━━━━━ EXTRACTED DATA

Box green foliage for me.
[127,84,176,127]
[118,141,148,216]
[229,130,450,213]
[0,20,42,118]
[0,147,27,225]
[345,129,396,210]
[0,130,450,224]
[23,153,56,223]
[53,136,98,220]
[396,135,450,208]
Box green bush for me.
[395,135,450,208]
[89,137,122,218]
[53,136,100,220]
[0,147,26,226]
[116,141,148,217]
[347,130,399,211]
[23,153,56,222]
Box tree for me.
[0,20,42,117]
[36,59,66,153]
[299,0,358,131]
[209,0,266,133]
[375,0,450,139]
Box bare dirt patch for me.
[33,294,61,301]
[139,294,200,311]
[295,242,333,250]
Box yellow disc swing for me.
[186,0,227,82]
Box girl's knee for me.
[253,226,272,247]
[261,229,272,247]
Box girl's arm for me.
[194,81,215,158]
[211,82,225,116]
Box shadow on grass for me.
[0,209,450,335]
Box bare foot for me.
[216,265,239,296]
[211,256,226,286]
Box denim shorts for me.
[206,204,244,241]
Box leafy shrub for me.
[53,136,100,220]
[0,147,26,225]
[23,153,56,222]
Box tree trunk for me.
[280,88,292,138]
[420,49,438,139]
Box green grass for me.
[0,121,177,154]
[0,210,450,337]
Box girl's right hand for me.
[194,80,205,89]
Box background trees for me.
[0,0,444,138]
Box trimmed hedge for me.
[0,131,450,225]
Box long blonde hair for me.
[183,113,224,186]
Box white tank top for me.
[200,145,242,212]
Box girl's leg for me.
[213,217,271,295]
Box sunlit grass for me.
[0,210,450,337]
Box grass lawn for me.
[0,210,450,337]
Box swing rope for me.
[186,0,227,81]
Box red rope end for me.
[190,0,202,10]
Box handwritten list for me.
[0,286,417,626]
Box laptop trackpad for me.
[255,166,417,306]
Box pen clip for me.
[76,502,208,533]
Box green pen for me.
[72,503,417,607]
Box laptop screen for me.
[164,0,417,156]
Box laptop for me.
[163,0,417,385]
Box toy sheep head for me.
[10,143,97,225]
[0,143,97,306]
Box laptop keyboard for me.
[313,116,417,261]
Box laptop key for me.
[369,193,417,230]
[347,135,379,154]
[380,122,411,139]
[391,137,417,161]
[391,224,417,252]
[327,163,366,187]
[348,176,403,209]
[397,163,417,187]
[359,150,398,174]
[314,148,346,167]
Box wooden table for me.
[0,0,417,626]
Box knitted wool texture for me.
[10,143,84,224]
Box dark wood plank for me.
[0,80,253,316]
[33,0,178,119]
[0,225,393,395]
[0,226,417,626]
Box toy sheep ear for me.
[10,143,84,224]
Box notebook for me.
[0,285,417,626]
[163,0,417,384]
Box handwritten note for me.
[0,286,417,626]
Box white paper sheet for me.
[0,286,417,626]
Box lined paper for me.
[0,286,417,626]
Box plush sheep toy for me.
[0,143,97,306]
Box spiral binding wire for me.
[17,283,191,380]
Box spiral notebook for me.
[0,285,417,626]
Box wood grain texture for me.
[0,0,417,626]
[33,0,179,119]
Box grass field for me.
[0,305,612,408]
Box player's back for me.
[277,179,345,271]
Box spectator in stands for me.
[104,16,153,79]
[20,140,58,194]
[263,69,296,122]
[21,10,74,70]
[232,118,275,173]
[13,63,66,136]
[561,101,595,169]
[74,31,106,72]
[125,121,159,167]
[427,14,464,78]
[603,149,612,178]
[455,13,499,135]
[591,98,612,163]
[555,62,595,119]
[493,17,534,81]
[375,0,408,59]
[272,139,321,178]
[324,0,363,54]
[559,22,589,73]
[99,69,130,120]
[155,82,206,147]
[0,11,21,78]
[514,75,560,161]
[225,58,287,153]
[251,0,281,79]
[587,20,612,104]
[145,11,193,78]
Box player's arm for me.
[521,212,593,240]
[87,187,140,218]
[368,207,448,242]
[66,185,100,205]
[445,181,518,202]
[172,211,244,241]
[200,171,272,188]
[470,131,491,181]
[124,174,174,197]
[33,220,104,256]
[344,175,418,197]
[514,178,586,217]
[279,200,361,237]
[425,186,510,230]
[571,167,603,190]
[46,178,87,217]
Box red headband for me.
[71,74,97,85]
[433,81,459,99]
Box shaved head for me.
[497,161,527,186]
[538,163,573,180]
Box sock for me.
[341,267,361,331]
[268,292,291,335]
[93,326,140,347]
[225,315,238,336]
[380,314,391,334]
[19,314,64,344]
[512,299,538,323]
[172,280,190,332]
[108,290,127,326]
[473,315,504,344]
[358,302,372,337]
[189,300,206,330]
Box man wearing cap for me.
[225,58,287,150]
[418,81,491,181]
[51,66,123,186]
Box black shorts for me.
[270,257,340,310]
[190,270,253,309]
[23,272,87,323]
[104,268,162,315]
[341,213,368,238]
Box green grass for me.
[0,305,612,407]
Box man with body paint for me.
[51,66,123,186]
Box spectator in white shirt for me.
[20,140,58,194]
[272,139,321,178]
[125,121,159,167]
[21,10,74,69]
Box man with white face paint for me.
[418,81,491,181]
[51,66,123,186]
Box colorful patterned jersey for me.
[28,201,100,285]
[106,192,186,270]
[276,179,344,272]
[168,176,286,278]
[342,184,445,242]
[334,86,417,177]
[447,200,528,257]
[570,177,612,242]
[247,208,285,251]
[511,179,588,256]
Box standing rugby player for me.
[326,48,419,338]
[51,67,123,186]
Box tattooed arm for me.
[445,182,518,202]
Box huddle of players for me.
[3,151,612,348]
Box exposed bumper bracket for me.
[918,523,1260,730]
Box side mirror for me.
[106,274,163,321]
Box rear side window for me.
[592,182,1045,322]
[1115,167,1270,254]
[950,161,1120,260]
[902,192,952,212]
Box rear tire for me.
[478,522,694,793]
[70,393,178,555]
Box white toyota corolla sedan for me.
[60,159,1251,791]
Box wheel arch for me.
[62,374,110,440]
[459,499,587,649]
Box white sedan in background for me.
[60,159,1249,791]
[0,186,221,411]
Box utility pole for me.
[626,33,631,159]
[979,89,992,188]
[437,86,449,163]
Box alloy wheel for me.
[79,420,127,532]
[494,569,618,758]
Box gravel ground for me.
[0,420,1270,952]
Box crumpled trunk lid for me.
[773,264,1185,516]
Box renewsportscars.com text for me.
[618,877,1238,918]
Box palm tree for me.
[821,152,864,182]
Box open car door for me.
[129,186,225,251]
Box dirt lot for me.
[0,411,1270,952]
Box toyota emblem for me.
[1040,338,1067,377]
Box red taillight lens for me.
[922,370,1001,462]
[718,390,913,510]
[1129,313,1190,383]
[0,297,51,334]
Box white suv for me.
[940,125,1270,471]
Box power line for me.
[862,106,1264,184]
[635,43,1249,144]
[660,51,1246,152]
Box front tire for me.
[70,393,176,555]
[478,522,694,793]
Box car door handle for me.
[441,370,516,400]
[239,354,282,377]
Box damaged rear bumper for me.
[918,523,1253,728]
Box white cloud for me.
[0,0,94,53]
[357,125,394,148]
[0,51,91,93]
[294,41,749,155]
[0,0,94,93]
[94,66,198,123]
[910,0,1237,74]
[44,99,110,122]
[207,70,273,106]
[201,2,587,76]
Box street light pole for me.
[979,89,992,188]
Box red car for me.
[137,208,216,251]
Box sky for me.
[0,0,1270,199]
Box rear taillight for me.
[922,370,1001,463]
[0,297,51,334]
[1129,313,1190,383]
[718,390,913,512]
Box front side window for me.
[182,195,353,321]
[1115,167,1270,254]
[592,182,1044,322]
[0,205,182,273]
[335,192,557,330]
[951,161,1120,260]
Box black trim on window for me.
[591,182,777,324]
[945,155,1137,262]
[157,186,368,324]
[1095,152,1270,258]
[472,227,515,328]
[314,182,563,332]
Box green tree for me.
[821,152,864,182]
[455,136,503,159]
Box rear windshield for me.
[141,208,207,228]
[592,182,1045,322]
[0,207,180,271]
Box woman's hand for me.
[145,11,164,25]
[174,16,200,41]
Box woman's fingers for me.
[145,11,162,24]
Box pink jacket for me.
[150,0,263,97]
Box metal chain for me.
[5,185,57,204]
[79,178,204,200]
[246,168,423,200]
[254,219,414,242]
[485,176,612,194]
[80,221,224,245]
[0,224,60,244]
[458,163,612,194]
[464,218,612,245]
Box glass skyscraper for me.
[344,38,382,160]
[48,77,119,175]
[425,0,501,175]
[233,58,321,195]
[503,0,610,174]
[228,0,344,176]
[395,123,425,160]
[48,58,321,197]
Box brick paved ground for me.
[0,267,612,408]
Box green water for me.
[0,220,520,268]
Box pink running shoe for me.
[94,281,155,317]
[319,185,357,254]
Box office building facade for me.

━━━━━━━━━━

WORK REQUIRED: Rewrite the part of the items above that opens with the line containing "Box handwritten note for me." and closes with the line containing "[538,163,573,180]", adding 82 to every bounding-box coordinate and leaving the other lines unchanged.

EXERCISE RESULT:
Box handwritten note for me.
[82,368,499,708]
Box white paper sheet for me.
[82,368,499,708]
Box lined paper for me.
[82,368,499,708]
Box plush sheep toy for me.
[82,225,179,388]
Box spiral binding wire for me.
[99,365,273,462]
Box spiral notebook for me.
[82,367,499,708]
Box wood grain texture for me.
[82,82,499,708]
[115,82,261,201]
Box grass field for me.
[82,387,694,490]
Box player's back for me.
[359,261,427,353]
Box spectator in stands for me.
[186,98,235,161]
[102,222,140,276]
[345,151,378,204]
[103,92,156,152]
[314,200,357,255]
[95,145,148,218]
[643,183,677,251]
[156,113,188,154]
[207,203,241,249]
[509,96,546,160]
[685,231,694,260]
[537,95,581,217]
[673,180,694,245]
[637,144,677,201]
[575,99,616,163]
[457,82,490,141]
[354,221,403,260]
[406,82,445,136]
[641,104,671,155]
[181,151,212,202]
[237,164,288,229]
[82,93,103,160]
[596,157,642,243]
[307,140,369,235]
[333,82,363,161]
[669,102,694,186]
[227,93,275,160]
Box player's arm for me.
[603,294,675,322]
[169,269,222,300]
[450,289,530,324]
[148,267,182,287]
[527,263,600,284]
[254,293,326,323]
[282,253,354,270]
[552,213,573,263]
[206,256,256,279]
[115,302,186,338]
[426,257,500,279]
[596,260,668,299]
[361,282,443,319]
[507,268,592,312]
[653,249,685,272]
[128,260,169,299]
Box red headband for me.
[153,156,179,167]
[515,163,541,181]
Box shaved head for me.
[579,243,609,268]
[620,245,655,262]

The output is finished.